[Collected data]:
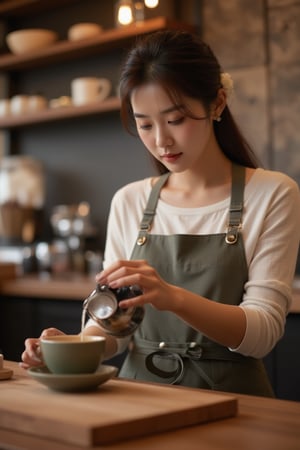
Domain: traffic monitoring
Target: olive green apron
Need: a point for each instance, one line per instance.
(164, 348)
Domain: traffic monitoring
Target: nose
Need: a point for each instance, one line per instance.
(163, 139)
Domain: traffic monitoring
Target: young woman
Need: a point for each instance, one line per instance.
(212, 242)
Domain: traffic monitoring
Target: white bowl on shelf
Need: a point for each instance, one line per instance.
(84, 30)
(30, 39)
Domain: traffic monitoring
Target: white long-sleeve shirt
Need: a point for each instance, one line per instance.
(271, 233)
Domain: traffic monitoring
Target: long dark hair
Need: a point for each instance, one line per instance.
(183, 65)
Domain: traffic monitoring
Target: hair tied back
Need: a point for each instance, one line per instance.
(227, 83)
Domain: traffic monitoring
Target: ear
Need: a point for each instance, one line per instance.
(218, 105)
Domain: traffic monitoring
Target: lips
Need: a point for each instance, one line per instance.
(171, 157)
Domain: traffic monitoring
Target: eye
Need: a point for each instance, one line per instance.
(176, 121)
(145, 126)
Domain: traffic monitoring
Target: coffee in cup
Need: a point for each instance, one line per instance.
(72, 354)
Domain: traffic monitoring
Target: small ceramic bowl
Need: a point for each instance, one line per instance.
(72, 354)
(30, 39)
(83, 30)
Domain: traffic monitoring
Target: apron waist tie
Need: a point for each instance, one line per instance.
(178, 352)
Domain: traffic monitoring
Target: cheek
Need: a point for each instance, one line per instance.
(146, 139)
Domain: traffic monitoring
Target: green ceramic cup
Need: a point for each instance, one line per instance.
(72, 354)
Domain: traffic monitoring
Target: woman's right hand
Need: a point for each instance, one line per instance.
(32, 354)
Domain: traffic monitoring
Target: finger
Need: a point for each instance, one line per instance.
(115, 268)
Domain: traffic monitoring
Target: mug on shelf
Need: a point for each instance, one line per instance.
(89, 89)
(19, 104)
(36, 103)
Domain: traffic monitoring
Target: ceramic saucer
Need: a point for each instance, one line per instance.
(73, 382)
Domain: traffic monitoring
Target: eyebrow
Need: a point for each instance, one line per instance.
(165, 111)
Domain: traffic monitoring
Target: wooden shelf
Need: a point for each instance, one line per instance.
(16, 8)
(62, 113)
(67, 50)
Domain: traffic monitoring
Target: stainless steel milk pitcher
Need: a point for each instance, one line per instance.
(102, 305)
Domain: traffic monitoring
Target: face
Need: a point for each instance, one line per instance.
(175, 139)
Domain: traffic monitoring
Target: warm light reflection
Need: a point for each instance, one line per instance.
(151, 3)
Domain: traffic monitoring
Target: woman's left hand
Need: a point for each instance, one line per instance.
(138, 272)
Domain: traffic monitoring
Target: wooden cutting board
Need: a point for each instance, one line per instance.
(117, 410)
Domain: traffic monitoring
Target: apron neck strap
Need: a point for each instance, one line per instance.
(235, 210)
(236, 203)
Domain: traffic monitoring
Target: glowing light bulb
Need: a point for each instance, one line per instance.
(151, 3)
(125, 15)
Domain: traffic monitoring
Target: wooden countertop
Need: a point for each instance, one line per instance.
(260, 423)
(68, 287)
(76, 287)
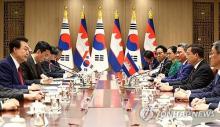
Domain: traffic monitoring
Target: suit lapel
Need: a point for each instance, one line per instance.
(193, 73)
(33, 67)
(14, 69)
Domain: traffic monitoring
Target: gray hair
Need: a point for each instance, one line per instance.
(183, 45)
(216, 45)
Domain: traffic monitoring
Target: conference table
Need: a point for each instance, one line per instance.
(111, 106)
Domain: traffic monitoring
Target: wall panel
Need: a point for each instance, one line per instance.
(172, 18)
(1, 27)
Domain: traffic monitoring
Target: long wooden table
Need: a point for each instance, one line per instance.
(107, 95)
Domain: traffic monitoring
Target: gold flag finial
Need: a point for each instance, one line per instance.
(100, 13)
(83, 13)
(65, 12)
(116, 14)
(133, 17)
(150, 15)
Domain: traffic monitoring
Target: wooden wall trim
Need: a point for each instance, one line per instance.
(172, 19)
(1, 27)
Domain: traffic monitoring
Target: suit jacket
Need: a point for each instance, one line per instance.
(9, 74)
(12, 93)
(31, 71)
(182, 74)
(164, 67)
(212, 90)
(199, 78)
(154, 65)
(52, 70)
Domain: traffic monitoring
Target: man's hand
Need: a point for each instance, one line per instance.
(201, 107)
(197, 101)
(181, 94)
(46, 81)
(165, 87)
(10, 104)
(34, 96)
(34, 87)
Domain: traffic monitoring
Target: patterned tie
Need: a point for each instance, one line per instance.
(20, 77)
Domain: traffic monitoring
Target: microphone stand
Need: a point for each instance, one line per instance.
(128, 85)
(72, 72)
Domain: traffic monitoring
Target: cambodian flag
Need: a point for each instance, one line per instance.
(150, 38)
(129, 67)
(65, 44)
(82, 45)
(132, 46)
(116, 53)
(99, 51)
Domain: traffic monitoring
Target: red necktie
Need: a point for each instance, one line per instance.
(20, 77)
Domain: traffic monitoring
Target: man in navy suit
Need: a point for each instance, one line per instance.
(10, 72)
(213, 89)
(185, 68)
(32, 70)
(200, 76)
(51, 67)
(164, 65)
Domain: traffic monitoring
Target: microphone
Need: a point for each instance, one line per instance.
(71, 72)
(134, 76)
(65, 66)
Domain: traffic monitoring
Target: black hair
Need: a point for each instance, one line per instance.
(216, 45)
(148, 54)
(195, 48)
(16, 43)
(162, 47)
(173, 48)
(54, 50)
(42, 46)
(183, 45)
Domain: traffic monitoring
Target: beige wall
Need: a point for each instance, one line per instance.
(172, 18)
(1, 27)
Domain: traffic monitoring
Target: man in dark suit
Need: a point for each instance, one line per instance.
(32, 70)
(52, 67)
(185, 68)
(213, 89)
(10, 70)
(200, 76)
(164, 65)
(151, 61)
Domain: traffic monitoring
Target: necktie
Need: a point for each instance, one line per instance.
(216, 78)
(193, 70)
(20, 77)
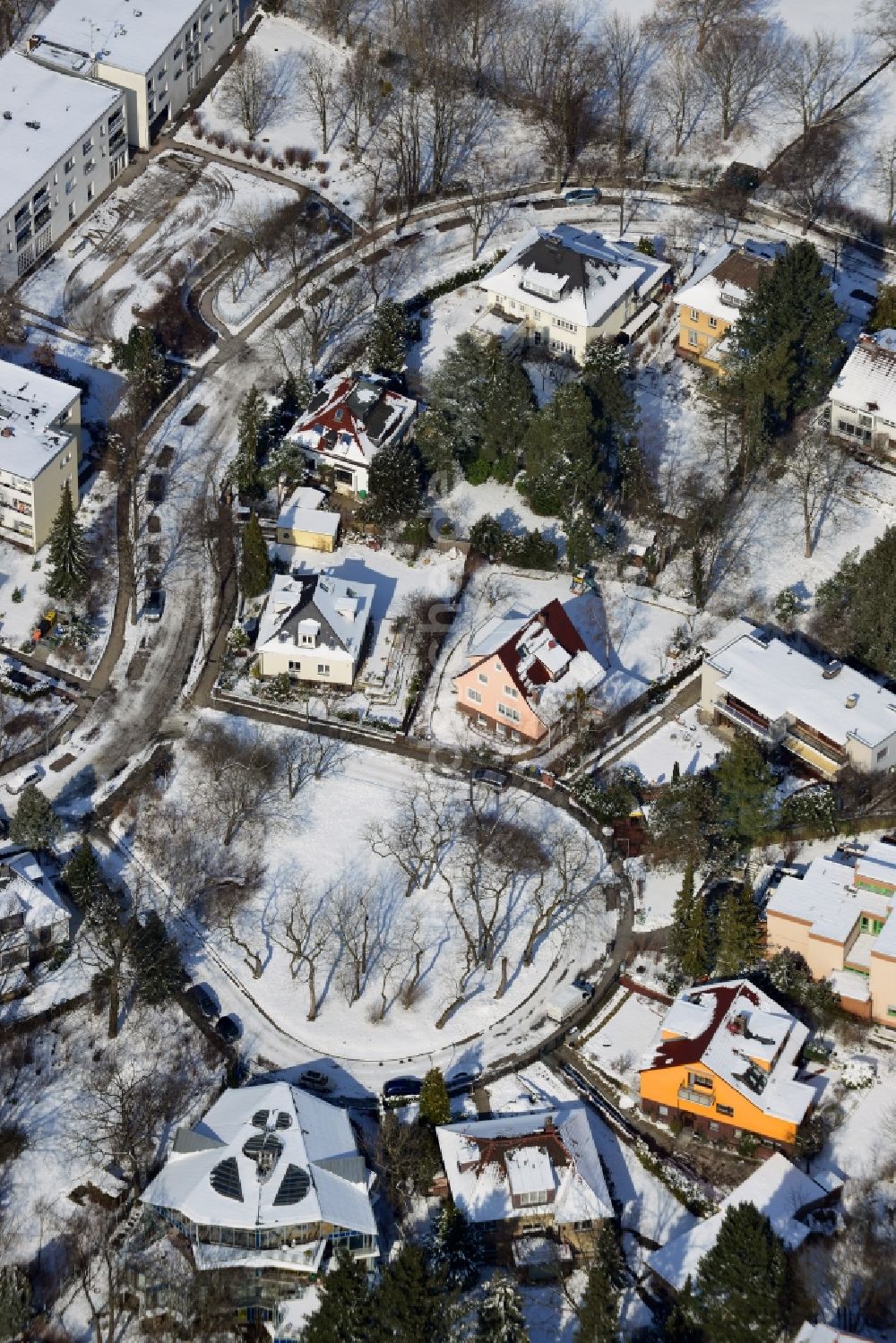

[What the task requires]: What is needed is an exact output of the records above, with every picture left out.

[Solution to this exercise]:
Domain: traffic monitoring
Target: olive green apron
Need: a point for each instance, one line per instance.
(164, 348)
Domain: traffic monitoring
Target: nose
Need: a point for each instance, one line per instance.
(163, 139)
Domain: traffic monitoring
Target: young woman
Need: a point for each instance, one line per instance.
(212, 242)
Domain: traffic monitoring
Target: white bowl on shelf
Need: a point for each instance, one line per instance.
(84, 30)
(30, 39)
Domain: traffic monitoring
Target: white long-sleeve shirt
Need: a point for each instance, one line per instance.
(271, 233)
Domain: traffic monitoring
Target: long dark hair
Need: a point for each instance, one line per instance.
(183, 65)
Domain: traffic monitoring
Target: hair tied back
Need: a point for each instance, one line per instance.
(227, 83)
Domain: traffic monitoring
Target: ear
Need: a point for each instance, one line per instance.
(218, 105)
Domain: traffic monitoring
Target: lips
Need: a point for each instance, one line per instance.
(171, 157)
Domain: traffic monitoring
Target: eye
Need: a point for each instance, one line per instance.
(176, 121)
(145, 126)
Domain: traffic monitoring
Target: coffee in cup
Need: a point for each instance, one line per instance.
(72, 354)
Domain: traffic monitoring
Target: small ceramic bowl
Need: a point for each instance, one line per instance.
(72, 354)
(30, 39)
(83, 30)
Domain: traffic monitoring
Target: apron waist tie
Need: a point for each instance, one line per instance.
(178, 352)
Domain: traffic monitoring
Target: cheek
Need: a point for each instance, one line per instance.
(146, 139)
Domain: traffic monitoring
Target: green ceramic cup
Need: a point for each instance, one line per instance.
(72, 354)
Domain: traffic monitoring
Target: woman's right hand
Need: a point for each instance, one line per instance.
(32, 354)
Domain: traffic monitoring
Target: finger
Need: a point for each instance, one line per instance.
(115, 268)
Domain: traffic monitoring
Target: mug on shelf
Need: a point for each instance, one line per instance.
(89, 89)
(19, 104)
(36, 103)
Domain: traffic monitoring
Target: ceramic saucer
Need: a point for each instance, one line per instance.
(73, 382)
Domain: traffic monitoring
Target: eyebrow
Need: a point for each instance, one line per instance.
(165, 111)
Domain: traffic monitoring
Target: wooden shelf
Need: a point for each instance, one line per instance.
(16, 8)
(62, 113)
(67, 50)
Domain: traffic monitoring
Target: stainless steel milk pitcher
Need: a point for each instance, one line per instance.
(102, 305)
Domain: traffic monitoring
Target: face
Need: a point for each instance, one line per instance.
(175, 139)
Domain: traffic monitoring
Target: warm light reflection
Need: a point for each instance, one line per instance.
(151, 3)
Domain: traffic monitoring
Target: woman's left hand
Need: a point for each instance, one line per instance.
(138, 272)
Domain: traffic monitoring
Target: wooden cutting board
Need: a point for each instance, one line per instance.
(117, 410)
Domain: traffic monitoring
Target: apron neck strap
Need: a point for each instance, one line per instance.
(235, 210)
(236, 203)
Domain: traffic monitoring
Target: glowing light bulb
Need: a point for each instance, one line per instance.
(151, 3)
(125, 15)
Domain: traffic monitoring
Target: wooden countertop
Need: a point for each instance, one line per instance.
(260, 423)
(68, 287)
(76, 287)
Domain: traffic monitoring
Target: suit lapel
Need: a point for each instance, one line per instance.
(193, 73)
(33, 67)
(14, 69)
Domain: traffic monitoring
Target: gray hair
Need: a point for each instance, one line per instance.
(183, 45)
(216, 45)
Domain: traffic monitoring
Target: conference table
Need: a point for each instance, one line per instance.
(111, 106)
Domain: traffic monitoring
Target: wall panel
Need: a point for each instance, one line per instance.
(172, 18)
(1, 27)
Domain: traffic monitoring
Target: long wooden table
Need: a point for each instance, one line per instance.
(107, 95)
Domain: traffic monitoring
Target: gold flag finial
Need: a point for each instance, one line per instance.
(100, 13)
(83, 13)
(65, 12)
(116, 14)
(133, 17)
(150, 15)
Domain: traffic monitoring
Target: wooden wall trim
Need: a point for each instance, one line per instance.
(172, 19)
(1, 27)
Domain: traffic monitoring
Target: suit jacket
Need: a point for each instance, one line per instance.
(9, 74)
(12, 93)
(31, 71)
(182, 74)
(164, 67)
(212, 90)
(199, 78)
(154, 65)
(52, 70)
Domain: traffic monitoring
Target: man's hand
Need: a point for each instance, one line per instance.
(201, 107)
(197, 101)
(181, 94)
(46, 81)
(165, 87)
(10, 104)
(34, 96)
(34, 87)
Domain: traffic monitoring
Target: patterned tie
Need: a point for each instance, one line per instance.
(20, 77)
Domain: traffic monitoring
Target: microphone stand
Need: a point for each instance, one line per instance.
(128, 85)
(72, 72)
Domain: traffic monitoring
Target: cambodian flag
Need: a point for each instance, one line per instance.
(150, 38)
(129, 67)
(65, 44)
(82, 45)
(132, 46)
(116, 53)
(99, 51)
Domain: traffic monitoring
Target: red necktie
Need: a point for each instance, one line per instance.
(20, 77)
Domain: traffic monitoring
Target: man in navy suit
Need: a point for each instance, one line per instance.
(10, 72)
(213, 89)
(185, 68)
(32, 70)
(200, 76)
(51, 67)
(164, 65)
Domain: traffic monitoring
Target: microphone
Need: a point for each instance, one line per instance.
(71, 72)
(134, 76)
(65, 66)
Domain: traffic monitoring
Target: black hair
Need: a point for each instance, one line per instance.
(216, 45)
(148, 54)
(195, 48)
(16, 43)
(162, 47)
(173, 48)
(54, 50)
(42, 46)
(183, 45)
Domain: traffic monitoring
Target: beige wall
Need: a point for each instance, one line per instance.
(172, 18)
(1, 27)
Domain: traffic monitoring
Target: man in dark suit
Need: a point for each instance, one line per instance.
(32, 70)
(52, 67)
(185, 68)
(213, 89)
(10, 70)
(200, 76)
(164, 65)
(151, 61)
Domain: traffic monitoring
Target: necktie
Need: a point for each instance, one line per instance.
(216, 78)
(193, 70)
(20, 77)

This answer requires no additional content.